Qué hacer →
(1) En el relato de una recuperación, ¿cuál fue el primer medio de transporte de quien narra?
(2) Copia el fragmento del relato de una recuperación que empieza en las palabras "El implacable relato" y termina después de "a sangre propia.".

Texto de lectura →
El implacable relato de una recuperación

He sido una viajera impenitente y obcecada. Llena de pasión, y me viene de lejos, de la infancia y sus inventos. Porque la imaginación fue mi primer medio de transporte, pero a lo largo de años -los muchos años aunque yo no tenga conciencia del tiempo pasado como pérdida, sino como acumulación- abordé todo tipo de vehículos. Desde los grandes trasatlánticos a los barcos de carga, a la feluca egipcia, y los aviones a hélice y los jumbos, y los ricksahws y los tuc-tucs y hasta algún manso camello para no hablar de caballos de todo tipo, de monta y de tiro. Viajé a tracción a sangre animal, vegetal y hasta humana. De todo, menos a tracción a sangre propia.

Datos de entrada →
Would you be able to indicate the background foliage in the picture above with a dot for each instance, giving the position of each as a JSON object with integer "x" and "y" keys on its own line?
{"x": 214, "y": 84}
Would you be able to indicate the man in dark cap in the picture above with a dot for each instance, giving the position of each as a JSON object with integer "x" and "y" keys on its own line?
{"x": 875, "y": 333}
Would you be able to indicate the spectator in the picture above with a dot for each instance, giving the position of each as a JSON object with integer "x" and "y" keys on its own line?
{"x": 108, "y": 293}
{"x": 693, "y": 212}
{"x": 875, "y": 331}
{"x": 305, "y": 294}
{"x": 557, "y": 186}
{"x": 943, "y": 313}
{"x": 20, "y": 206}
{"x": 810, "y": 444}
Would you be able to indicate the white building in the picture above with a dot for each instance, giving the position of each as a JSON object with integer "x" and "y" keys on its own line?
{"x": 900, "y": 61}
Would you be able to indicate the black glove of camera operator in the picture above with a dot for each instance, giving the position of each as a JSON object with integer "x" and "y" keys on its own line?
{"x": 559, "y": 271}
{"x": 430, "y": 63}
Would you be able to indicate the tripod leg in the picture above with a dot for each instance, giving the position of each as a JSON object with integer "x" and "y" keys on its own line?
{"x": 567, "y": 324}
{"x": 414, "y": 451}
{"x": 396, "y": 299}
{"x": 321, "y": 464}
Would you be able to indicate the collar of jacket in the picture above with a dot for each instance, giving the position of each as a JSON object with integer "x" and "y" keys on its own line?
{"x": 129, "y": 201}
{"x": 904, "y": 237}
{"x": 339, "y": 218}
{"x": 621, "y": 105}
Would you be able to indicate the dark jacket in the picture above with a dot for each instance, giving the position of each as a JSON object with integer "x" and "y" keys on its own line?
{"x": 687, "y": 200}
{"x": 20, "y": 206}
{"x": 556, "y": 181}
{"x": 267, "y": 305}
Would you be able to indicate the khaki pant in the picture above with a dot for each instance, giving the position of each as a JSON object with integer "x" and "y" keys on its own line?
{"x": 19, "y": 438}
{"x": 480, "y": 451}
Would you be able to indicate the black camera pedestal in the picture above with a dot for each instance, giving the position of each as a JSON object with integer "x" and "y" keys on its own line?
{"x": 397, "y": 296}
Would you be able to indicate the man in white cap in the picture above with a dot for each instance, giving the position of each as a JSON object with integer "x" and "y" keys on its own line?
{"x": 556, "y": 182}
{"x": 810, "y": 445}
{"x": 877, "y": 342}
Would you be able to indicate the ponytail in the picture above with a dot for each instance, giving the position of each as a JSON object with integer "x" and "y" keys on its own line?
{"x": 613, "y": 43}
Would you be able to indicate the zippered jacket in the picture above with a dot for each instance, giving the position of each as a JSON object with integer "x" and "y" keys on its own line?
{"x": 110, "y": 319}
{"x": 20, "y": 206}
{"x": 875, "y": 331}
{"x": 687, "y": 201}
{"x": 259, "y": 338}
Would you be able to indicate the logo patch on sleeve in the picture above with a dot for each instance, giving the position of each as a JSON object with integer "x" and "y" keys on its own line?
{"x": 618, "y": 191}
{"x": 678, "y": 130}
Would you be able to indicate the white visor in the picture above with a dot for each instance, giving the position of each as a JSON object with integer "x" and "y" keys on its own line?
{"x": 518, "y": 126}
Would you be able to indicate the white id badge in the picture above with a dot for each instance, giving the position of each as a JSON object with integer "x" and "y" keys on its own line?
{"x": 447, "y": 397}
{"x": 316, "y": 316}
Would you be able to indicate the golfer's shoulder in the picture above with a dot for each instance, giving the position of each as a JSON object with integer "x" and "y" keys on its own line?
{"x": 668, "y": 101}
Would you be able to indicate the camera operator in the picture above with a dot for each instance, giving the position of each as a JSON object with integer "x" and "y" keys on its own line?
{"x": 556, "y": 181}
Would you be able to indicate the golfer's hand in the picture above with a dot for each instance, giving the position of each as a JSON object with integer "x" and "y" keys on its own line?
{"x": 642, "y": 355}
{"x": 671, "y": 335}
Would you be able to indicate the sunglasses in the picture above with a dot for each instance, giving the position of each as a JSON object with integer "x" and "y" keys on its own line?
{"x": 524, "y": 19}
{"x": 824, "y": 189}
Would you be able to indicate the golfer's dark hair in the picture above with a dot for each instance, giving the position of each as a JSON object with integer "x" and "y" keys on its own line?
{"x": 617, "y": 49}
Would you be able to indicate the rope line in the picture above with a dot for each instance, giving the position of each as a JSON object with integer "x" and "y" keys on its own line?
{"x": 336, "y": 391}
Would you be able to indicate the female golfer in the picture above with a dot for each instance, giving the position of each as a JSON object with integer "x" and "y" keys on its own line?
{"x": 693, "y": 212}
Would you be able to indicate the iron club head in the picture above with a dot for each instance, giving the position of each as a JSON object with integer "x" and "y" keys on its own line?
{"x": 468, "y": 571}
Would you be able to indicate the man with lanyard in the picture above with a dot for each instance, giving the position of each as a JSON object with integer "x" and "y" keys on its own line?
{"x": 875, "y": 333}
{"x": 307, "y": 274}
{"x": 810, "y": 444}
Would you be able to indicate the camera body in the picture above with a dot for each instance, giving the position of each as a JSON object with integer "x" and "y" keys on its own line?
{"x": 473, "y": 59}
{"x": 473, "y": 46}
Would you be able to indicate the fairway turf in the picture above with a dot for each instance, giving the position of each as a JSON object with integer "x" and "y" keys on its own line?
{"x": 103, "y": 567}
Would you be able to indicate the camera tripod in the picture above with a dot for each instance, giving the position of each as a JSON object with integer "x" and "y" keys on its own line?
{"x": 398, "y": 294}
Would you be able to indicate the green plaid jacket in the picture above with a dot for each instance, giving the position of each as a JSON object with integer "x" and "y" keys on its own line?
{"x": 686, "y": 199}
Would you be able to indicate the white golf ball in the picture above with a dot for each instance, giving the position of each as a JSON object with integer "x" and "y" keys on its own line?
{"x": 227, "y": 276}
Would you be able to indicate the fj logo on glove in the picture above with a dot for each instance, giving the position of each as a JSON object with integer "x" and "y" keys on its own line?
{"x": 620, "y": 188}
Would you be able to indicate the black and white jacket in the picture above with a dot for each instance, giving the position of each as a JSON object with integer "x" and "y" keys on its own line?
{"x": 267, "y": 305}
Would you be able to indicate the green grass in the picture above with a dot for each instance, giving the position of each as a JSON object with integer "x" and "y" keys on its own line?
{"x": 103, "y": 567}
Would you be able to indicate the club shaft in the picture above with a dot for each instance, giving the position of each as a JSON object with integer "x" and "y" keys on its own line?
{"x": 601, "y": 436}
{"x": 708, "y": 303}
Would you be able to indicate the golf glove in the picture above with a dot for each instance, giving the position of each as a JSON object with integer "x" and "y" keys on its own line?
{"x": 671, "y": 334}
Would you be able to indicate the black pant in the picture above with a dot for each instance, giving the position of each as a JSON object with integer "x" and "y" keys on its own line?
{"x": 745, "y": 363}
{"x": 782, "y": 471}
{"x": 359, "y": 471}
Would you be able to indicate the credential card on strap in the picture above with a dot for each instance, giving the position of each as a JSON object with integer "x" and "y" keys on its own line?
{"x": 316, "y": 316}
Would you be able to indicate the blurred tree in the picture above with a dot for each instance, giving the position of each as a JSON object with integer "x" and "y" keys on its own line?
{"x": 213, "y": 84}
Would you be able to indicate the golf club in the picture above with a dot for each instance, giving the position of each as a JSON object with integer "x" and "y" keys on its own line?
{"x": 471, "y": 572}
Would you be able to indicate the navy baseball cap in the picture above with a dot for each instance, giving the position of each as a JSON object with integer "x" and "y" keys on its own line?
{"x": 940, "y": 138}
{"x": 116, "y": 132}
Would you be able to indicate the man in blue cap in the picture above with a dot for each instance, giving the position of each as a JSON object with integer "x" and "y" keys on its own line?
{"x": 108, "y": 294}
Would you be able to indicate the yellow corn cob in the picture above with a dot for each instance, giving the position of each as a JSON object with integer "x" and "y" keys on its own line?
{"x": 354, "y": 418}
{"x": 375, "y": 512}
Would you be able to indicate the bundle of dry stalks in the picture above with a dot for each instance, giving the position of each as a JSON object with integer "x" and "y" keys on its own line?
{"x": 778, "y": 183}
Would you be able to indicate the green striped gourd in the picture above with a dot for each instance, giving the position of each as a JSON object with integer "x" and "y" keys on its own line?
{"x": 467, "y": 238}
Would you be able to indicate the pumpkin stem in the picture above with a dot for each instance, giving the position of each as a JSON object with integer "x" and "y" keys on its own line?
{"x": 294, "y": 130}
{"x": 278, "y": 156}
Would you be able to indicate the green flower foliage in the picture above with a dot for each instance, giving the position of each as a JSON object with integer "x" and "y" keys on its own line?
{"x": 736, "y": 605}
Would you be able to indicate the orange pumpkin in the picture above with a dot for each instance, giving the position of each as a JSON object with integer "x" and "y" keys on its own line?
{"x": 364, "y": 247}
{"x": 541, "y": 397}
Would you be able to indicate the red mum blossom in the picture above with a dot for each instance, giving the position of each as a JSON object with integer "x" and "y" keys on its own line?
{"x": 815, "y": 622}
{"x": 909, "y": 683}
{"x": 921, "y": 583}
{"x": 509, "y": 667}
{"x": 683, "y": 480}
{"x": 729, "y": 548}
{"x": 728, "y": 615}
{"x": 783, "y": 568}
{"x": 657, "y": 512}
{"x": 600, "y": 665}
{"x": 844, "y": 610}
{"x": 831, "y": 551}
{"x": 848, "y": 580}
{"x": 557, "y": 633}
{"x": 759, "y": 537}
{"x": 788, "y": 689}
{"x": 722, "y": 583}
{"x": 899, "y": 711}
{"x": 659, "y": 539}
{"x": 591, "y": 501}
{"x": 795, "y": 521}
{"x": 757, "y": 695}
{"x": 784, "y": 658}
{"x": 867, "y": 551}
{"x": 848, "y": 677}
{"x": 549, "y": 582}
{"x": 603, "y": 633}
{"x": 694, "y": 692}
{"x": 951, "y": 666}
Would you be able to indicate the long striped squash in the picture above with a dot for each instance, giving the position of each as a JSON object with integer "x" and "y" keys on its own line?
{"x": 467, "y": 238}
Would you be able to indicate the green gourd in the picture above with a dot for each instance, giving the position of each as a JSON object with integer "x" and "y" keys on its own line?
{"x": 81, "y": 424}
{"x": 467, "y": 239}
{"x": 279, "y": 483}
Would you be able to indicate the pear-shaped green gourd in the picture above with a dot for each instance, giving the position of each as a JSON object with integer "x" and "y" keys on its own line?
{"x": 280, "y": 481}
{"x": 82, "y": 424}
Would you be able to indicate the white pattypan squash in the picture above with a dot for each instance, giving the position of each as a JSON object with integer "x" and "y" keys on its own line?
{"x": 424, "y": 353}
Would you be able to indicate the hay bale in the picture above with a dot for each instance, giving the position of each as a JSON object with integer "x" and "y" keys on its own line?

Soluciones por tarea →
(1) La imaginación.

(2)
El implacable relato de una recuperación

He sido una viajera impenitente y obcecada. Llena de pasión, y me viene de lejos, de la infancia y sus inventos. Porque la imaginación fue mi primer medio de transporte, pero a lo largo de años -los muchos años aunque yo no tenga conciencia del tiempo pasado como pérdida, sino como acumulación- abordé todo tipo de vehículos. Desde los grandes trasatlánticos a los barcos de carga, a la feluca egipcia, y los aviones a hélice y los jumbos, y los ricksahws y los tuc-tucs y hasta algún manso camello para no hablar de caballos de todo tipo, de monta y de tiro. Viajé a tracción a sangre animal, vegetal y hasta humana. De todo, menos a tracción a sangre propia.